◆ **ACTIVITY**
Write out the entries below once more, exactly, with the pictures left out.

◆ **AVAILABLE DATA**
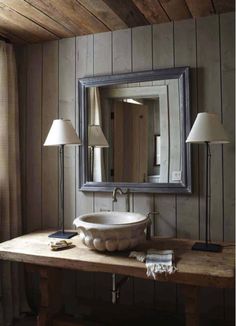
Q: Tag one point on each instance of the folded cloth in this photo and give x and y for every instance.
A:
(157, 261)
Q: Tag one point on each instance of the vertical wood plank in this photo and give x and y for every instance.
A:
(209, 100)
(84, 200)
(102, 201)
(142, 203)
(49, 154)
(185, 55)
(227, 37)
(188, 206)
(22, 62)
(121, 60)
(163, 57)
(67, 111)
(84, 68)
(33, 138)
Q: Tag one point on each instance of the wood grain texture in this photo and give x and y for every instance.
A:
(22, 27)
(67, 111)
(228, 102)
(209, 100)
(33, 138)
(200, 8)
(224, 6)
(25, 9)
(185, 54)
(127, 11)
(104, 13)
(175, 9)
(50, 171)
(71, 15)
(152, 11)
(194, 267)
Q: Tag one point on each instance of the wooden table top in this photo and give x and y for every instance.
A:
(194, 267)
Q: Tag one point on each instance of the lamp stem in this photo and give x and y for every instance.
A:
(62, 185)
(207, 190)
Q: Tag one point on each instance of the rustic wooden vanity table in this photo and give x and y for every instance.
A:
(195, 269)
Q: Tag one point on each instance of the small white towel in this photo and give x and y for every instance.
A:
(157, 261)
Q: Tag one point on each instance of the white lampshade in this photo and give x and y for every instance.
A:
(207, 128)
(62, 133)
(96, 137)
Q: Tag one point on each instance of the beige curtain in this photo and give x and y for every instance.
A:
(12, 301)
(96, 119)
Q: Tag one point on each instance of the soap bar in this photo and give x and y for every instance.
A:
(61, 244)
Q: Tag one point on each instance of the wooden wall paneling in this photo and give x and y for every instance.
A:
(227, 22)
(33, 138)
(84, 200)
(21, 63)
(185, 55)
(209, 99)
(188, 206)
(67, 111)
(50, 184)
(163, 57)
(84, 67)
(200, 8)
(142, 203)
(102, 201)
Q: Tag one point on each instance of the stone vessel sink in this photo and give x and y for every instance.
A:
(111, 230)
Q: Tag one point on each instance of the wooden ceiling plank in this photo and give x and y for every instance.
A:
(22, 26)
(104, 13)
(200, 8)
(25, 9)
(222, 6)
(175, 9)
(128, 12)
(152, 11)
(71, 14)
(11, 37)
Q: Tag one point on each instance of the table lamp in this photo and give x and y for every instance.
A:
(207, 129)
(96, 138)
(60, 134)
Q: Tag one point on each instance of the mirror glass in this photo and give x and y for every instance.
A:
(134, 132)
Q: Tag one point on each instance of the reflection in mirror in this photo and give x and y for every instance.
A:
(134, 132)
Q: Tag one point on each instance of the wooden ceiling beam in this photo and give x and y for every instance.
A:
(176, 9)
(127, 12)
(25, 9)
(22, 27)
(222, 6)
(152, 11)
(71, 14)
(200, 8)
(104, 13)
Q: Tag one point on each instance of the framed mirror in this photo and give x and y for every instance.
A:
(133, 129)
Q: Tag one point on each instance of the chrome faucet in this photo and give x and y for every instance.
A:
(122, 192)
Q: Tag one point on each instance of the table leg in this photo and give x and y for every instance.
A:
(191, 305)
(51, 299)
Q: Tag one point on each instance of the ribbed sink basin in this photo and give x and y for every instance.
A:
(111, 230)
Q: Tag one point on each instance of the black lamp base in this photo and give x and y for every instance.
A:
(203, 246)
(63, 235)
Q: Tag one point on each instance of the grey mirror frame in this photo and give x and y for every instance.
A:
(180, 73)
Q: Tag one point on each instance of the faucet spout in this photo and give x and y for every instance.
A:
(126, 192)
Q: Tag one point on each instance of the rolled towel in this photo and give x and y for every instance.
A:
(157, 261)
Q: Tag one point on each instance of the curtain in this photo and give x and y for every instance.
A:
(12, 299)
(96, 119)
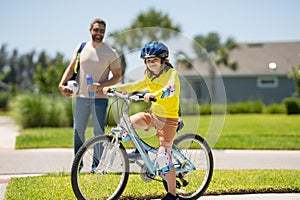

◆ **THE COMPLETED TASK**
Q: Tag one point on each instance of the folded cloth in this photo and give x and y for every instance.
A:
(157, 261)
Q: Tag one point on each instance of the vertical wood plank in this photo and give x and y for every instance.
A:
(209, 100)
(84, 200)
(102, 201)
(142, 203)
(49, 154)
(185, 55)
(227, 37)
(188, 206)
(22, 62)
(121, 60)
(163, 57)
(67, 111)
(84, 68)
(33, 138)
Q: Tag one point on each instance of the wood grain texture in this photo and give x and y for every instance.
A:
(22, 27)
(67, 111)
(228, 102)
(209, 100)
(33, 138)
(200, 8)
(224, 6)
(25, 9)
(185, 54)
(127, 11)
(104, 13)
(175, 9)
(50, 171)
(71, 15)
(152, 11)
(194, 267)
Q: Tag one point on each instance of the wooden table top in this photo and give x and y for every instance.
A:
(194, 267)
Q: Tag one point on each instance of the lamp stem in this photo and give x and y for every instance.
A:
(62, 185)
(207, 190)
Q: Tag one point on each instance of the rustic wooden vanity table in this photo and give x and y for every instance.
A:
(195, 269)
Q: Tag one point on each instance of the small white towel in this photo and give x and y for every instance.
A:
(157, 261)
Q: Tag one point on each instance of the white lampshade in this photo and give x and y for every instance.
A:
(207, 128)
(62, 133)
(96, 137)
Q: Tag one point on each instance of the beige curtain in this photo and give x and y for every instance.
A:
(12, 301)
(96, 119)
Q: Tag one point on each instance of the soap bar in this photo and give x and y for every instance.
A:
(61, 244)
Q: Tag one point on each instance of the wooden wall paneling in this photo and give x and y for every instance.
A:
(227, 22)
(33, 138)
(84, 200)
(21, 63)
(185, 55)
(209, 99)
(188, 206)
(67, 111)
(50, 184)
(163, 57)
(84, 67)
(200, 8)
(142, 203)
(102, 201)
Q: Tag one point on each instance of the stone vessel sink in this photo and give x and y for every instance.
A:
(111, 230)
Q: Tag one point on each instance of the wooden ceiling plank in this photo and give x and y for every instance.
A:
(22, 26)
(104, 13)
(200, 8)
(25, 9)
(222, 6)
(175, 9)
(128, 12)
(152, 11)
(71, 14)
(11, 37)
Q: Tag one point on each instance of the table lamp in this photo and give x and y for every instance.
A:
(207, 129)
(96, 138)
(60, 134)
Q: Tag one point on each instance of the mirror glass in this photo and give x and y for every instance.
A:
(134, 132)
Q: Tag one point on each instance of the reflection in mirror in this photo and give x and y for every instance.
A:
(134, 132)
Q: Tag one point on each instance of the wooden ceiling beam in this photo and give x and y for every instance.
A:
(176, 9)
(127, 12)
(25, 9)
(22, 27)
(222, 6)
(152, 11)
(71, 14)
(200, 8)
(104, 13)
Q: Tag one point on each instance of the framed mirror in this photo and give x and y for every instance.
A:
(133, 129)
Q: Tag one point on each instance of the chrome faucet in this photo and give x and y for every instance.
A:
(122, 192)
Q: Tag one point on each instance of the table leg in this photo and give x and y for every instance.
A:
(191, 305)
(51, 299)
Q: Tag one point on each instance of the ribbed sink basin in this photo and give x and y for every instance.
A:
(111, 230)
Q: Tag one point on each instance of the black lamp base in this photo and give x and y for every instance.
A:
(203, 246)
(63, 235)
Q: Tag one point on each instance of the grey mirror frame in this photo and give x and y for every instance.
A:
(180, 73)
Q: Tag one point on each instance of the faucet spout in this photo and give x and y for every instance.
A:
(126, 192)
Q: Tag one point on each instance of the rolled towel in this photo and give x and y for every instance.
A:
(157, 261)
Q: Tag one point on each instance of the curtain in this photo and give x and y for every instance.
A:
(12, 299)
(96, 119)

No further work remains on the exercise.